Era 4.0 adalah era dimana manusia modern tidak bisa lepas dari teknologi. Salah satu teknologi modern yang tidak bisa ditinggalkan dari tangan manusia adalah gawai. Sebagai sarana komunikasi, gawai di era 4.0 dilengkapi dengan vitur ram dan rom yang cukup besar untuk bisa menampung berbagai macam aplikasi. Selain vitur ram dan rom, kamera juga salah satu pertimbangan generasi milenial dalam memilih gawai. Kamera bagus adalah kebutuhan untuk bisnis di media sosial atau sering disebut online shop.
Memasuki abad ke-21 bahkan China sudah mengembangkan teknologi 6G dengan kecepatan download 10 MB yang hanya membutuhkan waktu satu detik. Kemajuan teknologi dalam bentuk gawai menimbulkan dampak positif dan negatif. Dalam hal positif gawai dapat mempermudah komunikasi, bisnis dan pekerjaan melalui media sosial. Dampak negatif dari gawai yaitu adanya oknum bahkan kelompok yang memanfaatkan media sosial untuk sarana memecah belah persatuan dan kesatuan bangsa.
Media sosial seperti kita ketahui telah menerobos batas-batas pergaulan yang awalnya masih tersekat oleh norma dan etika. Pengguna media sosial juga tidak ada batasan mulai dari anak-anak hingga orang tua, semua bebas berinterakasi. Praktik demokratisasi, kebebasan dan kesetaraan sangat mudah dilakukan di dunia maya. Sayangnya hal tersebut tidak dimanfaatkan dengan baik oleh masyarakat. Kebebasan bereskpresi yang berlebihan di media sosial malah menimbulkan kekerasan dan perpecahan virtual(virtual violence).
Kekerasan dan perpecahan virtual terjadi melalui televisi, film, game dan internet. Kekerasan virtual memang tidak berdampak fisik kepada korban, tetapi berdampak pada psikologis sosial yang lama terhadap individu. Penetrasi abstraksi kekerasan baik berupa foto atauapun video yang tersebar di dunia maya berpotensi menimbulkan perpecahan. Tidak dapat dibantah lagi jika media sosial secara tidak langsung juga sebagai sarana doktrinasi. Pola pikir dan sikap dapat mendorong kekerasan dan perpecahan melalui teks, narasi, dan kata-kata yang setiap hari dikonsumsi di media sosial. Bagaimana netizen yang cerdas dengan perangkat kecerdasannya mampu menutup ruang-ruang kekerasan dan perpercahan di media sosial?

┄┄┄┄┄┄┄┄┄┄

- LATIHAN -
a - Ketik ulang bagian kutipan tentang gawai dan media sosial, mulai dari "Era 4.0 adalah" dan terus sampai "disebut online shop.".
b - Jawab pertanyaan berikut berdasarkan kutipan tentang gawai dan media sosial.
(i) Teknologi apa yang sudah dikembangkan China memasuki abad ke-21?
(ii) Bisnis di media sosial sering disebut dengan istilah apa?
(iii) Melalui apa saja kekerasan dan perpecahan virtual terjadi?
Daftar yang menyusul diambil dari sumber yang berbeda dengan kutipan ini.

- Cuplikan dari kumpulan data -
┄┄┄┄┄┄┄┄┄┄

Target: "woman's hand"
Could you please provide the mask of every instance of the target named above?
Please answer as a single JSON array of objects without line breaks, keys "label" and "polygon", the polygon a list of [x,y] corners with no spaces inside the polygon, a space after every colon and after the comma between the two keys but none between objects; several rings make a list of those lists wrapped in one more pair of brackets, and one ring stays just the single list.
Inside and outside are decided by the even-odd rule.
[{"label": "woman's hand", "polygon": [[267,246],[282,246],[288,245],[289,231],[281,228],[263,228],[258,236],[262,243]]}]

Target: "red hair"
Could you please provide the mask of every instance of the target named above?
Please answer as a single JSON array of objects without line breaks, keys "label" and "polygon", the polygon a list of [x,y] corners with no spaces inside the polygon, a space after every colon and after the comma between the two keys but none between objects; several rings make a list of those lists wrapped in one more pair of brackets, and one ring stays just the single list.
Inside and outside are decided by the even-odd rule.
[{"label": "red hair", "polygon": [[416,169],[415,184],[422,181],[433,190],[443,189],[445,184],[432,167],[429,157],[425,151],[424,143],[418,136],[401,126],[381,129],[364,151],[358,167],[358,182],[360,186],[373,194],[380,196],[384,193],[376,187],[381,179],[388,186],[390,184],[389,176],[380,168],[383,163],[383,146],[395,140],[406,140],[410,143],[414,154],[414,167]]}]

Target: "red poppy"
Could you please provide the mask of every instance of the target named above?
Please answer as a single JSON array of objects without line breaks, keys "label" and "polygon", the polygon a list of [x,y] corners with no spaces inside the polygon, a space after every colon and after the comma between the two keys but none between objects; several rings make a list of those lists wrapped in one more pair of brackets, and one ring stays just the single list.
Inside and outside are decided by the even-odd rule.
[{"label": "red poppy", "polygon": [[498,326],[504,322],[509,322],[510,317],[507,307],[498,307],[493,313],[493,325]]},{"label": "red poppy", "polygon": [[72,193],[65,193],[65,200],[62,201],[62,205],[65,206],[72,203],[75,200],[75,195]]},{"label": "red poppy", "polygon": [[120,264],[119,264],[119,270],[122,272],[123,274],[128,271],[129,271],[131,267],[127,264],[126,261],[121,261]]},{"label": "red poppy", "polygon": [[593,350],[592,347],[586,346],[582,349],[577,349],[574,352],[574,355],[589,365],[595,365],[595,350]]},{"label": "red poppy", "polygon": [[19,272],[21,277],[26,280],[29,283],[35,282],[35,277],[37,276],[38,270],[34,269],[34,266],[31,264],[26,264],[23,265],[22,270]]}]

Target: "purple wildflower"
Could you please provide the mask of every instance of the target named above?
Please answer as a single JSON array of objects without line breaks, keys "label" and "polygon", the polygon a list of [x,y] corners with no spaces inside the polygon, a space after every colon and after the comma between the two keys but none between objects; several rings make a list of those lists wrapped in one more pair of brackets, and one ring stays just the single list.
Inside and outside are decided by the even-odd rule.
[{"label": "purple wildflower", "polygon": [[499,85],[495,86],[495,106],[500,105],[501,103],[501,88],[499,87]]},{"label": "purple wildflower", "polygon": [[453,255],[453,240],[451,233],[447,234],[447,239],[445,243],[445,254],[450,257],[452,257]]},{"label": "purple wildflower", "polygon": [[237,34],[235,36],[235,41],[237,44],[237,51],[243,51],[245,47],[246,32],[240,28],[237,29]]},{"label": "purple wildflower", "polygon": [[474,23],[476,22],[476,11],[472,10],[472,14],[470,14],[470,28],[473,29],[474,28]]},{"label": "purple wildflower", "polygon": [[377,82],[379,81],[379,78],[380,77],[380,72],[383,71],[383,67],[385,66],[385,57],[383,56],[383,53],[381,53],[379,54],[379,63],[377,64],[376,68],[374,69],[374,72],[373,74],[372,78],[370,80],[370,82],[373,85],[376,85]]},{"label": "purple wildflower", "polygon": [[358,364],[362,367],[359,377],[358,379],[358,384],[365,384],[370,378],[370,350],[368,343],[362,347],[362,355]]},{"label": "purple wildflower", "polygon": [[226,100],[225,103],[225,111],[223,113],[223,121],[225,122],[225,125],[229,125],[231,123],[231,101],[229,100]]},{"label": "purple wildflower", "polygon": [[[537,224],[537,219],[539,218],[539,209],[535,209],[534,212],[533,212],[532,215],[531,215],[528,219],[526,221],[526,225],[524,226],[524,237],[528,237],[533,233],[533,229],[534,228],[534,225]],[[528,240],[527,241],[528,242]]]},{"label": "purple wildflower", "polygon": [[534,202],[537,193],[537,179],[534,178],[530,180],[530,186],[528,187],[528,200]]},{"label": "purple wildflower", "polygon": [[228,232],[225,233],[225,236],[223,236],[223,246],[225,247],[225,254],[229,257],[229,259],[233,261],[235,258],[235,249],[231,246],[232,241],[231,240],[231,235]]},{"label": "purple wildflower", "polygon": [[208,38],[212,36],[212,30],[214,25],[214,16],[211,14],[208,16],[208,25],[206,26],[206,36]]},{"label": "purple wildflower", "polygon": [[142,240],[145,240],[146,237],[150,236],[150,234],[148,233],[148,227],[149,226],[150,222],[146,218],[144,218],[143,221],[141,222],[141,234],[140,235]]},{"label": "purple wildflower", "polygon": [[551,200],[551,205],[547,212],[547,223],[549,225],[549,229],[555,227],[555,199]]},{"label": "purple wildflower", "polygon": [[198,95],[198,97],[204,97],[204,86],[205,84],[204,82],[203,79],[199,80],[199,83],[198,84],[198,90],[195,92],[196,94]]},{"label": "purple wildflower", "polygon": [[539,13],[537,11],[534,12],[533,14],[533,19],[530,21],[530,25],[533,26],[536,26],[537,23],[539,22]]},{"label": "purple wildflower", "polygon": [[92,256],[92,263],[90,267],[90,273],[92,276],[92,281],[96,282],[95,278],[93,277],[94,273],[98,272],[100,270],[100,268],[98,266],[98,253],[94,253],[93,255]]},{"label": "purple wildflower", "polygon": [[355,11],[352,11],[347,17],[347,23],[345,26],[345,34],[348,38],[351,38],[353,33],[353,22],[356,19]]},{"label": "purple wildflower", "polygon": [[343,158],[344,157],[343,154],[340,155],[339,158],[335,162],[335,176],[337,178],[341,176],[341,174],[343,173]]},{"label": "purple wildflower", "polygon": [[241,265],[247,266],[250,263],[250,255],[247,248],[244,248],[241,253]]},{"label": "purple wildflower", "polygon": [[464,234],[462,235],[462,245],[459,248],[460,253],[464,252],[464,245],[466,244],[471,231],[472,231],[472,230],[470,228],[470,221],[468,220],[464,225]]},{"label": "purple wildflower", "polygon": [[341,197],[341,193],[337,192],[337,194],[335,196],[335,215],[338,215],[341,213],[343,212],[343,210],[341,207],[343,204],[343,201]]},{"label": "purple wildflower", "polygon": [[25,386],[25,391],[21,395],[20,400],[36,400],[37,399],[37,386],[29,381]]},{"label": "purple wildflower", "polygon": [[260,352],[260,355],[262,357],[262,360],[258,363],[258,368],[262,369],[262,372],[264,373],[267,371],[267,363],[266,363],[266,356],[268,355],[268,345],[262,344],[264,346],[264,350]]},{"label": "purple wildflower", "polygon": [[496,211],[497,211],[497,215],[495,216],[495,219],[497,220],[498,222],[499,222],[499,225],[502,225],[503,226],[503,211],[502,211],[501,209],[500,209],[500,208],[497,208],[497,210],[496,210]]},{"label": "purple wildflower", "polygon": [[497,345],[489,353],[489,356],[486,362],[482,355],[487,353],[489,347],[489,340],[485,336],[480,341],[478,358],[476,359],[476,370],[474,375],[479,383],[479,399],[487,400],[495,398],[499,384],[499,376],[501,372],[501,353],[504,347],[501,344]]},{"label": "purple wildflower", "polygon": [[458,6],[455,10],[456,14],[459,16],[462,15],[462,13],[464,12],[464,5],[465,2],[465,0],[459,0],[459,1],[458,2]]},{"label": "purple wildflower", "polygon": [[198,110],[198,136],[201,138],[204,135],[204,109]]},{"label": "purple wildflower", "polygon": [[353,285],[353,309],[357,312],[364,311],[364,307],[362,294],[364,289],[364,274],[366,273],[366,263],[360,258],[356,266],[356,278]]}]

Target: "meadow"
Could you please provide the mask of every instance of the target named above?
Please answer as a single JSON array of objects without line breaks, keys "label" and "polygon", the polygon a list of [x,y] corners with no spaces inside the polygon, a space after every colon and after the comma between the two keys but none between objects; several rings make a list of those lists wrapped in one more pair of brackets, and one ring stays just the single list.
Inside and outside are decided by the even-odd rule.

┄┄┄┄┄┄┄┄┄┄

- DAFTAR JAWABAN -
a -
Era 4.0 adalah era dimana manusia modern tidak bisa lepas dari teknologi. Salah satu teknologi modern yang tidak bisa ditinggalkan dari tangan manusia adalah gawai. Sebagai sarana komunikasi, gawai di era 4.0 dilengkapi dengan vitur ram dan rom yang cukup besar untuk bisa menampung berbagai macam aplikasi. Selain vitur ram dan rom, kamera juga salah satu pertimbangan generasi milenial dalam memilih gawai. Kamera bagus adalah kebutuhan untuk bisnis di media sosial atau sering disebut online shop.

b -
(i) Teknologi 6G.
(ii) Online shop.
(iii) Televisi, film, game, dan internet.